== FRAGMENTO SELECCIONADO ==

Jonathan Freedland narra en su nuevo ensayo histórico la vida de Walter Rosenberg, el hombre que desveló al mundo las matanzas sistemáticas de los nazis
Jonathan Freedland es un tipo agradable, pero duro. Cuando se le pregunta por el episodio central de su nuevo ensayo, 'El maestro de la fuga' (Planeta), una sonrisa pícara se dibuja en su rostro. «En las entrevistas me guardo los detalles de cómo Walter Rosenberg escapó de Auschwitz. Solo diré que él y su compañero, Wetzler, aprovecharon un fallo en la seguridad del campo y que necesitaron de mucha fuerza física para huir», afirma a ABC mientras juguetea con una botella de agua. «¿Por qué ese misterio?», preguntamos. Es mera cortesía, ya sabemos la respuesta. «¡Porque quiero que compren el libro y lo lean!», sentencia. Una carcajada después, nos pide que no se desvele la forma; y una promesa es una promesa.

===
== DATOS PROPORCIONADOS ==

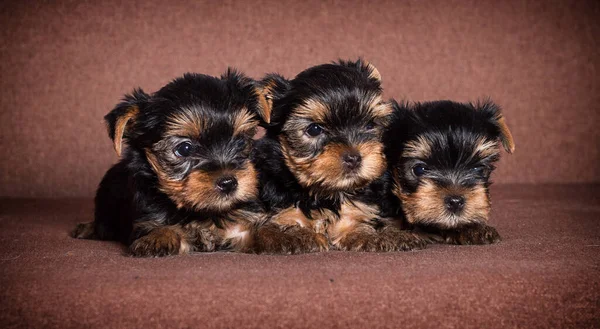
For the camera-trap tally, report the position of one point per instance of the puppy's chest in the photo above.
(327, 221)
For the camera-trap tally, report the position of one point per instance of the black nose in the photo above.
(227, 184)
(351, 161)
(455, 203)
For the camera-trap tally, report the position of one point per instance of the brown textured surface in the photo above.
(64, 64)
(545, 274)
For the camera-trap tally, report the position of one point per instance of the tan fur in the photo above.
(265, 101)
(244, 122)
(373, 72)
(186, 123)
(426, 205)
(419, 148)
(379, 108)
(312, 109)
(120, 127)
(485, 148)
(351, 216)
(506, 136)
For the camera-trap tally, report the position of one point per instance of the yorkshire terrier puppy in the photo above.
(185, 182)
(322, 157)
(441, 157)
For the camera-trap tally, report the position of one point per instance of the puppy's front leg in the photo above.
(472, 234)
(159, 240)
(361, 236)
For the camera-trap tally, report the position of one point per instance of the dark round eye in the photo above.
(419, 170)
(184, 149)
(314, 130)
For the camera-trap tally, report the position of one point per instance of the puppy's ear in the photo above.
(260, 102)
(505, 135)
(120, 120)
(272, 87)
(367, 68)
(499, 122)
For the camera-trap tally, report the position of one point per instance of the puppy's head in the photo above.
(329, 121)
(196, 134)
(441, 155)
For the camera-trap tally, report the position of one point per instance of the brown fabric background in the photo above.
(64, 64)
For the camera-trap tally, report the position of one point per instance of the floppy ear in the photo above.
(363, 66)
(505, 135)
(272, 87)
(499, 122)
(119, 121)
(373, 71)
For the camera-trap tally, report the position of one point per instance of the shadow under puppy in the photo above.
(185, 181)
(441, 156)
(322, 158)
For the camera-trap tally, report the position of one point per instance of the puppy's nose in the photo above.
(226, 184)
(351, 160)
(455, 203)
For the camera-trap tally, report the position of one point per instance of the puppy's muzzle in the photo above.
(454, 203)
(226, 184)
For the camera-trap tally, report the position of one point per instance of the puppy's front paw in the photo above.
(307, 240)
(274, 239)
(162, 241)
(84, 231)
(478, 234)
(401, 240)
(388, 239)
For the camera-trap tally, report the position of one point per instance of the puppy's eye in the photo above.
(314, 130)
(419, 170)
(184, 149)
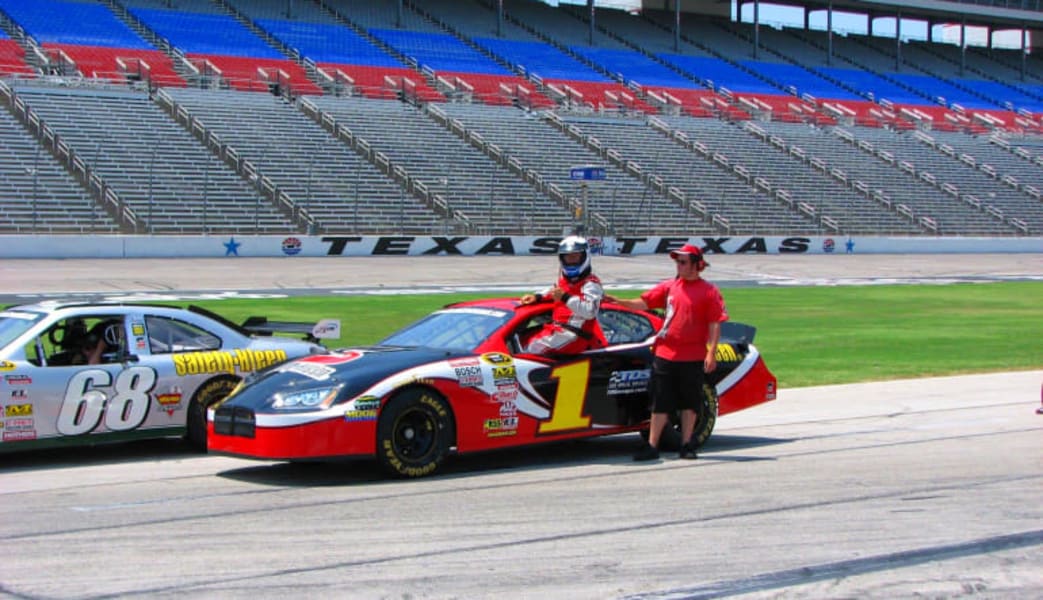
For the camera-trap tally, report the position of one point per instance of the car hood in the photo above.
(352, 369)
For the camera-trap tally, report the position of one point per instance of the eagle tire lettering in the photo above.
(706, 415)
(414, 433)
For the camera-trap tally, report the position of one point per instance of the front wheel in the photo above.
(213, 391)
(670, 439)
(414, 433)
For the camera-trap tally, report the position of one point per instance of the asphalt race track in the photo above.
(923, 488)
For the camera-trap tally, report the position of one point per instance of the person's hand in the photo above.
(709, 364)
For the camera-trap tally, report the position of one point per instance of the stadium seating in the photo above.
(621, 201)
(705, 133)
(223, 50)
(13, 57)
(37, 194)
(322, 176)
(482, 193)
(88, 40)
(159, 170)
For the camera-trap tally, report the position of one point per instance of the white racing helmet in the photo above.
(569, 245)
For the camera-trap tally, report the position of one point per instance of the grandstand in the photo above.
(376, 117)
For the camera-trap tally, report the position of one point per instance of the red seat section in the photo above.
(690, 101)
(598, 95)
(780, 108)
(117, 64)
(382, 81)
(491, 89)
(247, 73)
(13, 58)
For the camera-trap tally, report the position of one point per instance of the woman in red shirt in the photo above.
(685, 346)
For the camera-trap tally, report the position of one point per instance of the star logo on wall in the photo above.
(232, 247)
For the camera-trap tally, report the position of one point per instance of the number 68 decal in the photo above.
(85, 405)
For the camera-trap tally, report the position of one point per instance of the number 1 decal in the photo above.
(83, 405)
(567, 411)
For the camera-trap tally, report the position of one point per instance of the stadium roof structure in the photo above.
(1017, 14)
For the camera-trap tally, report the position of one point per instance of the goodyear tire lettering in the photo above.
(414, 433)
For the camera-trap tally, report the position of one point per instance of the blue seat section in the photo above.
(439, 51)
(635, 67)
(324, 43)
(802, 79)
(873, 84)
(540, 58)
(205, 33)
(722, 73)
(1020, 97)
(74, 23)
(935, 88)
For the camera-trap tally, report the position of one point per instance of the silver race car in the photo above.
(80, 374)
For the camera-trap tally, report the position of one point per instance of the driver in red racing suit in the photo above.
(577, 295)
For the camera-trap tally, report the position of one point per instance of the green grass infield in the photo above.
(807, 335)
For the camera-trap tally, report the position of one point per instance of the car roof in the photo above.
(508, 304)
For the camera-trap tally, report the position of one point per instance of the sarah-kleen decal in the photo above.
(241, 360)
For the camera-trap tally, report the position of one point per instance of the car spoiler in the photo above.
(325, 329)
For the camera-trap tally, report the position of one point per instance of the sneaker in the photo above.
(687, 452)
(649, 452)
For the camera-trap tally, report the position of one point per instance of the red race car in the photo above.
(456, 381)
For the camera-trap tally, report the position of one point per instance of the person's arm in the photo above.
(585, 304)
(538, 296)
(636, 304)
(713, 336)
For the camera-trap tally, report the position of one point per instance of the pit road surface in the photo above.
(898, 489)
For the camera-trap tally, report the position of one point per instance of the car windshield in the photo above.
(14, 324)
(452, 329)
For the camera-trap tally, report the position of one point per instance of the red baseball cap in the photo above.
(689, 249)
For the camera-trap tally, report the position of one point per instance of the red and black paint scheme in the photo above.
(456, 381)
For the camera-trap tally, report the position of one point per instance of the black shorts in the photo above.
(676, 385)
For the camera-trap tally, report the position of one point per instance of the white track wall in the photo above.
(214, 246)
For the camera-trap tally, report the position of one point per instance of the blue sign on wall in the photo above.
(587, 172)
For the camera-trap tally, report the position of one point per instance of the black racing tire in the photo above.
(670, 439)
(209, 393)
(414, 433)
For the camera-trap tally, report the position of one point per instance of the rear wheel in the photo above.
(414, 433)
(670, 439)
(209, 393)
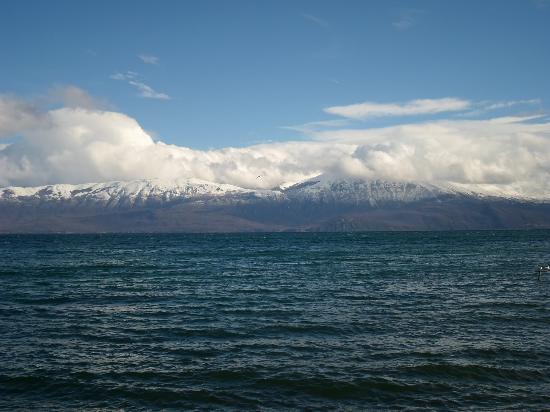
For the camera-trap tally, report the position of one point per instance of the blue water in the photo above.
(275, 321)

===

PROBLEMAS POR RESOLVER
a – Según el fragmento sobre el ensayo de Jonathan Freedland, ¿quién huyó de Auschwitz junto con Walter Rosenberg?
b – Escribe la continuación del fragmento sobre el ensayo de Jonathan Freedland a partir de su última oración.

SOLUCIONES
a – Su compañero Wetzler.

b –
El periodista del 'Guardian', de voz grave y gestos marcados, prefiere adentrarse en lo que implicó para el viejo continente la huida de este chico de apenas dieciocho primaveras. La principal, el alumbramiento del informe 'Vrba-Wetzler'. «Este documento, de 32 páginas de extensión, recogió sus declaraciones y desveló a las potencias occidentales que Alemania había iniciado la matanza sistemática de judíos», completa. Aunque no niega que los pormenores de la evasión le añaden esos tintes picantes, como de thriller policíaco: «Es la fuga más emocionante del conflicto, y la más difícil, incluso más que las de la prisión de Colditz». Sabe que ha generado sorpresa, y por ello argumenta: «Lo más peligroso de Europa era ser un judío en Auschwitz».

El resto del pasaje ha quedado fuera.